§ **Required task**:
Rewrite every line of the rows below as a numbered list, leaving out the blank lines.

§ **The data**:
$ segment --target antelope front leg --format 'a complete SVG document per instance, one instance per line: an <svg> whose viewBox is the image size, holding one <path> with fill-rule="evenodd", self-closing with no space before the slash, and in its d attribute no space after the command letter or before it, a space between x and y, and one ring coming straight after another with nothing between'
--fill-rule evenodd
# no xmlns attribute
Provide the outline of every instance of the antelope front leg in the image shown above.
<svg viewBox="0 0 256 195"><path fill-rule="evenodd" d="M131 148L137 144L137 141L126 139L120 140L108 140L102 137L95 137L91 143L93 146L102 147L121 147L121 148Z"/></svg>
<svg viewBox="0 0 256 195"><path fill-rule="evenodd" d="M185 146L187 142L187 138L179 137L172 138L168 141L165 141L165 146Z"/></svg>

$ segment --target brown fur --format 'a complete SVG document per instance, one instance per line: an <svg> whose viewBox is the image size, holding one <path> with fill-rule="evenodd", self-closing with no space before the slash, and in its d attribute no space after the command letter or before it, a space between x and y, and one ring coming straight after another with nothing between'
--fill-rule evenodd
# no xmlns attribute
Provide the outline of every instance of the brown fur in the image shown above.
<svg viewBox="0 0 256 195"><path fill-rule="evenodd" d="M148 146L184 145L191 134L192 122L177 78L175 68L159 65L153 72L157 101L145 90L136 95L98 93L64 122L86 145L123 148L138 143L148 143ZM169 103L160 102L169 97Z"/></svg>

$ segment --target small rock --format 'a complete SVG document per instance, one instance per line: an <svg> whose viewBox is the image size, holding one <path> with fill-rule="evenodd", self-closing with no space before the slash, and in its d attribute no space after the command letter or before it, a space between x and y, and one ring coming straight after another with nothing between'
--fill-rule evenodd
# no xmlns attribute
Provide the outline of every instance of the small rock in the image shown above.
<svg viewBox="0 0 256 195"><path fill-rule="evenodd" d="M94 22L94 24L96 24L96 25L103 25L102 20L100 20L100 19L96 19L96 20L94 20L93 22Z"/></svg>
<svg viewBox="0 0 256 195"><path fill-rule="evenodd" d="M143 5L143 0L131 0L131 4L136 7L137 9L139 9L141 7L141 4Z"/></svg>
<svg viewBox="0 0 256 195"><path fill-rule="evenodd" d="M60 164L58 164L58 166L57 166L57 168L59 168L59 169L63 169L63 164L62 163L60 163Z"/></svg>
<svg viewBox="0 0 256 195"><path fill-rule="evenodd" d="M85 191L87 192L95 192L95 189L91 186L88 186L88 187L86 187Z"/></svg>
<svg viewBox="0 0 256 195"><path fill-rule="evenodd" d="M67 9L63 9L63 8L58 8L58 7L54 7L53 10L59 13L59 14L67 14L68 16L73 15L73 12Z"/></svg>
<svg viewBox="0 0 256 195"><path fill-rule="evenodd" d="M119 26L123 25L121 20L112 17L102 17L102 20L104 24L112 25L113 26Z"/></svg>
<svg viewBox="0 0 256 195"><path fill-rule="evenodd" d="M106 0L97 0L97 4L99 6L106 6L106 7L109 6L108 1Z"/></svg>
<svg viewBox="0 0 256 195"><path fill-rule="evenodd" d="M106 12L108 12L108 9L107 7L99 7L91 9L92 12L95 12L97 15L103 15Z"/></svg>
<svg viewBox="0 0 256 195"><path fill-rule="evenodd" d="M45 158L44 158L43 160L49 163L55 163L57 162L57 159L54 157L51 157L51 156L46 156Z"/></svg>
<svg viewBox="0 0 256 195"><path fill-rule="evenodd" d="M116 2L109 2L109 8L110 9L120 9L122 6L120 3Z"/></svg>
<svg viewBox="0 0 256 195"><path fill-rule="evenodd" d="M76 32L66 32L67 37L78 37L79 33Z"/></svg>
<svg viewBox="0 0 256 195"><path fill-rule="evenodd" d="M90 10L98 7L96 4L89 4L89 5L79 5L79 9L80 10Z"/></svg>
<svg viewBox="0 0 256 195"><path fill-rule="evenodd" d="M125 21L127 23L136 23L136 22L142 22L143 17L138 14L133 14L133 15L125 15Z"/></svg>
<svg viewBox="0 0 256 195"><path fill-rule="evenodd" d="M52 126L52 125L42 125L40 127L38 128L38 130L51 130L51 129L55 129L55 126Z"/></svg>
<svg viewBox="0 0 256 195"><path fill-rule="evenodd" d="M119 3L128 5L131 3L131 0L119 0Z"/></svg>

§ **Solved problem**:
1. $ segment --target antelope front leg --format 'a complete SVG document per instance, one instance per line: an <svg> whose viewBox is the image size, holding one <path> with fill-rule="evenodd", self-closing with no space before the slash, and in its d attribute no space after the command letter or before it, a space between x and y, and one ring coming straight after another with nothing between'
2. --fill-rule evenodd
3. # no xmlns attribute
4. Provide the outline of every instance of the antelope front leg in the image shown above.
5. <svg viewBox="0 0 256 195"><path fill-rule="evenodd" d="M131 148L137 144L137 141L126 139L120 140L108 140L102 137L95 137L91 143L93 146L102 147L121 147L121 148Z"/></svg>
6. <svg viewBox="0 0 256 195"><path fill-rule="evenodd" d="M185 146L187 142L187 138L179 137L172 138L168 141L165 141L165 146Z"/></svg>
7. $ segment --target brown fur --format 'a complete SVG document per instance, one instance per line: an <svg> whose viewBox is the image size, holding one <path> with fill-rule="evenodd", self-closing with no space before the slash, and in its d attribute no space after the command letter or before it, a space between x and y, and one ring coming straight after another with nothing between'
8. --fill-rule evenodd
9. # no xmlns attribute
10. Provide the outline of every instance of the brown fur in the image shown above.
11. <svg viewBox="0 0 256 195"><path fill-rule="evenodd" d="M148 146L184 145L191 134L192 122L177 78L175 68L159 65L153 72L157 101L145 90L136 95L98 93L64 122L86 145L123 148L138 143L148 143ZM169 103L160 102L169 97Z"/></svg>
12. $ segment --target small rock --format 'a complete SVG document per instance, one instance per line: an <svg> whose viewBox is the image size, holding one <path> with fill-rule="evenodd", self-closing with no space before the slash, and in its d attribute no space after the command letter or before it, a space between x and y, and one ring coming straight after another with nothing between'
13. --fill-rule evenodd
14. # no xmlns attribute
15. Provide the outline of every instance of the small rock in the image shown above.
16. <svg viewBox="0 0 256 195"><path fill-rule="evenodd" d="M94 22L94 24L96 24L96 25L103 25L102 20L100 20L100 19L96 19L96 20L94 20L93 22Z"/></svg>
17. <svg viewBox="0 0 256 195"><path fill-rule="evenodd" d="M143 5L143 0L131 0L131 4L136 7L137 9L139 9L141 7L141 4Z"/></svg>
18. <svg viewBox="0 0 256 195"><path fill-rule="evenodd" d="M60 164L58 164L58 166L57 166L57 168L59 168L59 169L63 169L63 164L62 163L60 163Z"/></svg>
19. <svg viewBox="0 0 256 195"><path fill-rule="evenodd" d="M85 191L87 192L95 192L95 189L91 186L88 186L88 187L86 187Z"/></svg>
20. <svg viewBox="0 0 256 195"><path fill-rule="evenodd" d="M67 9L63 9L63 8L58 8L58 7L54 7L53 10L59 13L59 14L67 14L68 16L73 15L73 12Z"/></svg>
21. <svg viewBox="0 0 256 195"><path fill-rule="evenodd" d="M119 26L123 25L121 20L112 17L102 17L102 20L104 24L112 25L113 26Z"/></svg>
22. <svg viewBox="0 0 256 195"><path fill-rule="evenodd" d="M106 0L97 0L97 4L99 6L106 6L106 7L109 6L108 1Z"/></svg>
23. <svg viewBox="0 0 256 195"><path fill-rule="evenodd" d="M106 12L108 12L108 9L107 7L99 7L91 9L92 12L95 12L97 15L103 15Z"/></svg>
24. <svg viewBox="0 0 256 195"><path fill-rule="evenodd" d="M45 158L44 158L43 160L49 163L55 163L57 162L57 159L54 157L51 157L51 156L46 156Z"/></svg>
25. <svg viewBox="0 0 256 195"><path fill-rule="evenodd" d="M116 2L109 2L109 8L110 9L120 9L122 6L120 3Z"/></svg>
26. <svg viewBox="0 0 256 195"><path fill-rule="evenodd" d="M76 32L66 32L67 37L78 37L79 33Z"/></svg>
27. <svg viewBox="0 0 256 195"><path fill-rule="evenodd" d="M90 10L98 7L96 4L89 4L89 5L79 5L79 9L80 10Z"/></svg>
28. <svg viewBox="0 0 256 195"><path fill-rule="evenodd" d="M125 21L127 23L136 23L136 22L142 22L143 17L138 14L133 14L133 15L125 15Z"/></svg>
29. <svg viewBox="0 0 256 195"><path fill-rule="evenodd" d="M52 126L52 125L42 125L40 127L38 128L38 130L51 130L51 129L55 129L55 126Z"/></svg>
30. <svg viewBox="0 0 256 195"><path fill-rule="evenodd" d="M119 3L128 5L131 3L131 0L119 0Z"/></svg>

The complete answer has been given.